◆ Your objective ◆
Print exactly, and only, the lines running from the line containing "Task: indicate the overcast" through the end of the records below.

◆ Materials provided ◆
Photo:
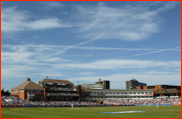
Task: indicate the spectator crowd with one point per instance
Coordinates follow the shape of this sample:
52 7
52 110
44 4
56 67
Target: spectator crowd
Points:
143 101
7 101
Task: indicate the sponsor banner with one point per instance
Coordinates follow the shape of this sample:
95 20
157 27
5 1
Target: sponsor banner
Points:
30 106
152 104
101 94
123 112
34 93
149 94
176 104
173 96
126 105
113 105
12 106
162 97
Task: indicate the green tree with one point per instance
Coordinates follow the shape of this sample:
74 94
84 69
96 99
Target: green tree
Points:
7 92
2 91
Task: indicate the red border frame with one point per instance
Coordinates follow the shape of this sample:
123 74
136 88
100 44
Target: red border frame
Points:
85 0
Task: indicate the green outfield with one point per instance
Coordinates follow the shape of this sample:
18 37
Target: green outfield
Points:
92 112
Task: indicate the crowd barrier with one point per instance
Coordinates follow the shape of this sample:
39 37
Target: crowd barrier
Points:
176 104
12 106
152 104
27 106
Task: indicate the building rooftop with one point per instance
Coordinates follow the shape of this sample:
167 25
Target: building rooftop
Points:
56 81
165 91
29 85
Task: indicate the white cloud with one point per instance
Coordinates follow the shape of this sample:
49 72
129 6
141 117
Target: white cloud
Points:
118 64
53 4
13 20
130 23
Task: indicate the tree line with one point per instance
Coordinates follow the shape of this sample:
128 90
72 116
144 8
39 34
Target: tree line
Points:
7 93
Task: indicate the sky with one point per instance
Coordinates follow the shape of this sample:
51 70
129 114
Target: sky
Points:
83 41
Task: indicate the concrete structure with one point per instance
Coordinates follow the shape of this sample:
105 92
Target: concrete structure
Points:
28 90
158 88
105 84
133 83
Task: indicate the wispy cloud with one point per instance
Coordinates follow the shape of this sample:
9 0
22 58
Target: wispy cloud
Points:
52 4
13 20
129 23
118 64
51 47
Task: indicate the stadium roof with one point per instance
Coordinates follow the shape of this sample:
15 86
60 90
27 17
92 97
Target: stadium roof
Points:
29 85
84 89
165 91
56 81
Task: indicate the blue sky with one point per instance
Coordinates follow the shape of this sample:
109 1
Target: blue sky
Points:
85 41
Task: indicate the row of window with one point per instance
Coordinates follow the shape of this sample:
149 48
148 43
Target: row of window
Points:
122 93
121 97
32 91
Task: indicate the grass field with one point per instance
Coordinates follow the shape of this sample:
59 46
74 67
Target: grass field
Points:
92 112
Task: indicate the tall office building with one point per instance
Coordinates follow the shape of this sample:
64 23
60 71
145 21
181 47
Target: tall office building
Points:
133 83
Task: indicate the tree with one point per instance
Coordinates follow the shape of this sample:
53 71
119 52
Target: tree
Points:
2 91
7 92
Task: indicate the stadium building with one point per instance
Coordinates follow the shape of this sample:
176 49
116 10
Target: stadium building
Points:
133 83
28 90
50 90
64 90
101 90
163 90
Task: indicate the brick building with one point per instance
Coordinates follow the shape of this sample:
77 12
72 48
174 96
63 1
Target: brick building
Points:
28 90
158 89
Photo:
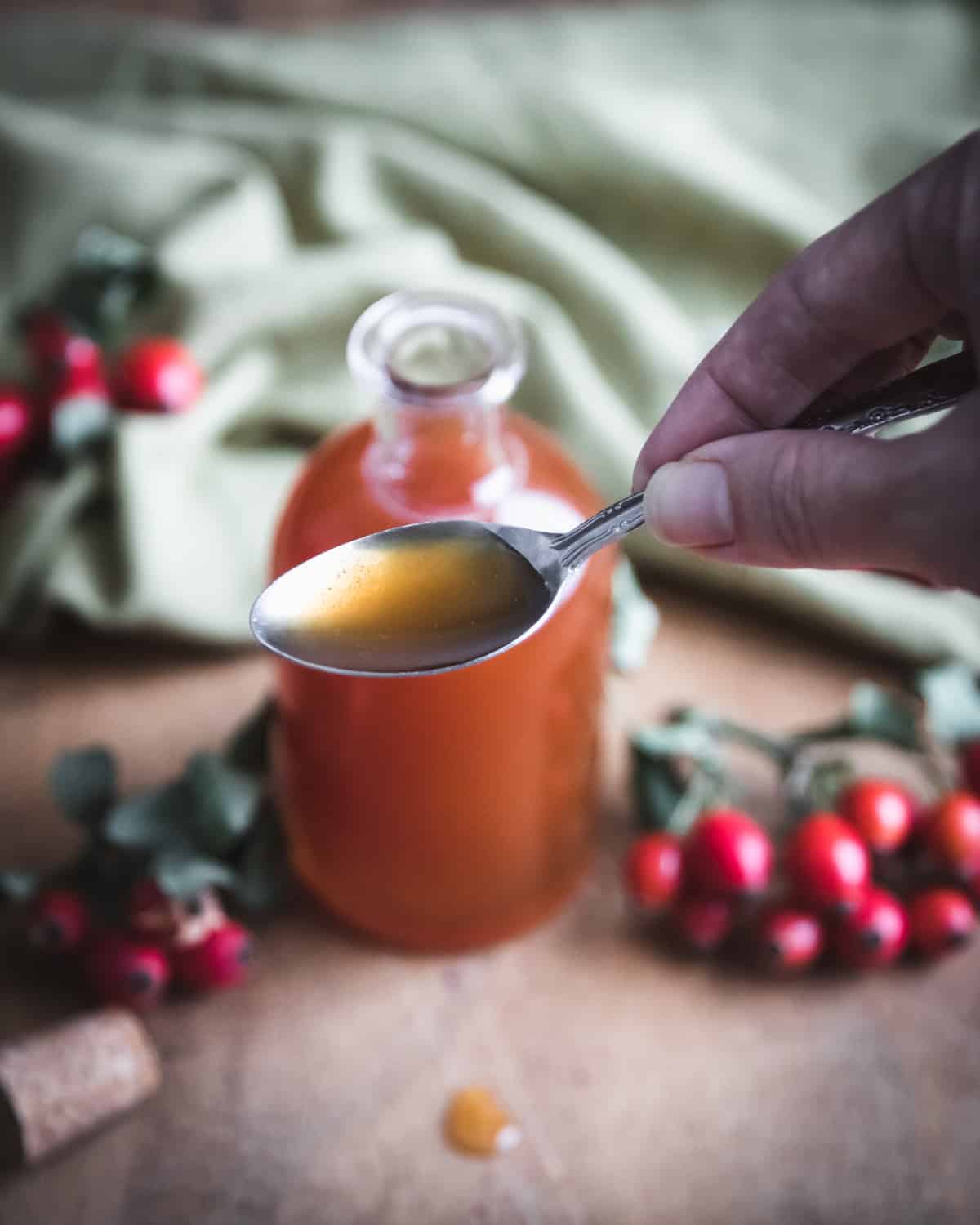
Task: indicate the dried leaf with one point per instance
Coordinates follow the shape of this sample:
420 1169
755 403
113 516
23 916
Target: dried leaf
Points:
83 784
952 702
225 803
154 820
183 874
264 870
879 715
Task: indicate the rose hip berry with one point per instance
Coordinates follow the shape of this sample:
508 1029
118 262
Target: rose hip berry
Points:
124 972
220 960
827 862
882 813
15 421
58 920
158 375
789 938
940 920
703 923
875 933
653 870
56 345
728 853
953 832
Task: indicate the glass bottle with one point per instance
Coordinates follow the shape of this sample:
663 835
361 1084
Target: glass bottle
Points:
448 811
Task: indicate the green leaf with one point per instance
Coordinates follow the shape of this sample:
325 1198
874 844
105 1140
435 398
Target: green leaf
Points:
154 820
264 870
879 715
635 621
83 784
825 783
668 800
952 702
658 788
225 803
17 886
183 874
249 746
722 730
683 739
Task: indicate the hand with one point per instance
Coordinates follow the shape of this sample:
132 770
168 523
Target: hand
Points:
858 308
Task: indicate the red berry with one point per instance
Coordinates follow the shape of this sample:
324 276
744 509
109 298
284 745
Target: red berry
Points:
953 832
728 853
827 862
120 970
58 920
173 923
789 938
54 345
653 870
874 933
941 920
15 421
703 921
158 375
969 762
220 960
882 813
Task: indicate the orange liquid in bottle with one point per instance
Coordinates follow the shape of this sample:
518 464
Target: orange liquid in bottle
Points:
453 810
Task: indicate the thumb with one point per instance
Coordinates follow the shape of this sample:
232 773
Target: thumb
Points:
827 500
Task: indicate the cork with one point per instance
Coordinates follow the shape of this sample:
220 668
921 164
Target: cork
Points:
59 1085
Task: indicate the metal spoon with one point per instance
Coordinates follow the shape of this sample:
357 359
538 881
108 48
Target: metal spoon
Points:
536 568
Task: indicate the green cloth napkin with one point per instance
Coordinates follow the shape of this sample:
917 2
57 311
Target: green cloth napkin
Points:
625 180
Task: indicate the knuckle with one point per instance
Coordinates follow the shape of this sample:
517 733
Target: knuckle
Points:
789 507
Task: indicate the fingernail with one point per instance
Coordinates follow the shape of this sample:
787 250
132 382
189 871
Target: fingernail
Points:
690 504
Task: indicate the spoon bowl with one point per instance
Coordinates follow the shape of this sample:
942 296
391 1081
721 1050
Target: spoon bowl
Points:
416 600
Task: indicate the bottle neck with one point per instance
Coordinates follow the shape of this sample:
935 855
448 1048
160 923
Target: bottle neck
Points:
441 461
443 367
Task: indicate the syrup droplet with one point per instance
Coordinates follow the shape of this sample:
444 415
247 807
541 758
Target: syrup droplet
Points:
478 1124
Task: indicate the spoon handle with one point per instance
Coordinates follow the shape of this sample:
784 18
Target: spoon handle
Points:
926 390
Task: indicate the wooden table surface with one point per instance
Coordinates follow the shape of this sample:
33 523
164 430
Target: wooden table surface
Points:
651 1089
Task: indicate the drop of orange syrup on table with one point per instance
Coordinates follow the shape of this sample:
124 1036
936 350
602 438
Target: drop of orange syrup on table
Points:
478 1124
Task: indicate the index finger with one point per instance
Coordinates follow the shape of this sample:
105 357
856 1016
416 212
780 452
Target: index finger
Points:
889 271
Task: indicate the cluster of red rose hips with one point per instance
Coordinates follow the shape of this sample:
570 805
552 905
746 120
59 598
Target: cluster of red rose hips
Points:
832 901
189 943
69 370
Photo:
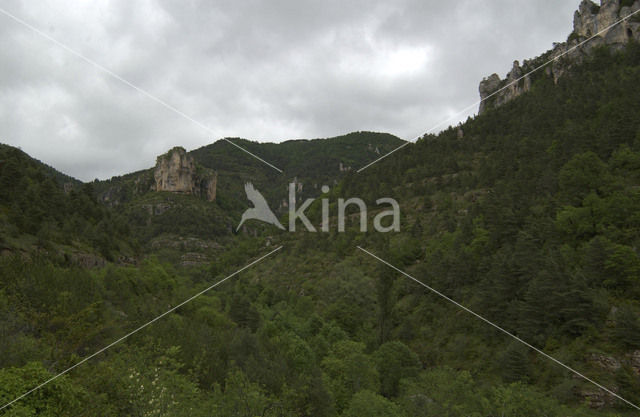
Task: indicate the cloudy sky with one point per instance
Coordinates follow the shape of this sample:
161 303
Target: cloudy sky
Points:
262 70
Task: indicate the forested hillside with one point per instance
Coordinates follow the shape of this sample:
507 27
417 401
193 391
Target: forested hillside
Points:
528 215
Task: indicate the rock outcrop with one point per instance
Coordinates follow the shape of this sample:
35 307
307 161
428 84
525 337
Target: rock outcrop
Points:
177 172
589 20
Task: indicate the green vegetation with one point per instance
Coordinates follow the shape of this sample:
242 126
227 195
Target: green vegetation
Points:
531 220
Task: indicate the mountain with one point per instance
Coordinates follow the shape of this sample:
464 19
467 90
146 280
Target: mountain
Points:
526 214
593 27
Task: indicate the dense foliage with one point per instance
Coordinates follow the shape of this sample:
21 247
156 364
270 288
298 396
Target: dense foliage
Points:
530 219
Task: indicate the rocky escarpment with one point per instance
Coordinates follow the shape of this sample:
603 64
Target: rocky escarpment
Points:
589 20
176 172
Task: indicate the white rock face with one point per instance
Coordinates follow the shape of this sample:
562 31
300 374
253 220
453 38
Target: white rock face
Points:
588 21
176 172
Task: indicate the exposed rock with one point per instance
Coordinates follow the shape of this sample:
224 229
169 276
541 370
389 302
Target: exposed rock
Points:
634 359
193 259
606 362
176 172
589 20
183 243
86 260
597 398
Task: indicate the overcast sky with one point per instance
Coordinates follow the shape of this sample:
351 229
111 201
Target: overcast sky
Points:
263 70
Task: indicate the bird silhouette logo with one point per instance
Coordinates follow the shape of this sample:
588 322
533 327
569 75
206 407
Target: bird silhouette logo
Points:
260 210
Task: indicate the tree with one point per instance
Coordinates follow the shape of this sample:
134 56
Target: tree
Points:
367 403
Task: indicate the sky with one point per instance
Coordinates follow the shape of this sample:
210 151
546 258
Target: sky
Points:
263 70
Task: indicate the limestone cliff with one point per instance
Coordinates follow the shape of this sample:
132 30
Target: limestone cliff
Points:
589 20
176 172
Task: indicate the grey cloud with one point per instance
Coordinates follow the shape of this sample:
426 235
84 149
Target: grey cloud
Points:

◆ Written solution ◆
Task: indicate the overcast sky with one point per instance
Coordinates follow the shape of this sample:
351 229
111 201
Target: overcast sky
Points:
263 70
Task: indicate the bird silhouette logo with one point per instance
Coordinates follow the shape of this sample:
588 322
533 327
569 75
206 407
Target: bird silhouette logo
Points:
260 210
Task: indicate the tree with one point per instance
Coordinates follow the shape of this sample:
134 56
Target: tree
Points:
367 403
Task: indicate the sky with one point per instance
Coordinates follow the shape of this sample:
210 151
546 258
Target: sky
Points:
263 70
Task: indicate the limestone cliff with one point per instance
Coordinates follow the shape of this sample:
132 30
Target: limestone cliff
Points:
589 20
176 172
Task: indicate the grey cloud with one point per instance
Coordinates follow the shape of this sample:
426 235
84 149
Target: grey cloud
Points:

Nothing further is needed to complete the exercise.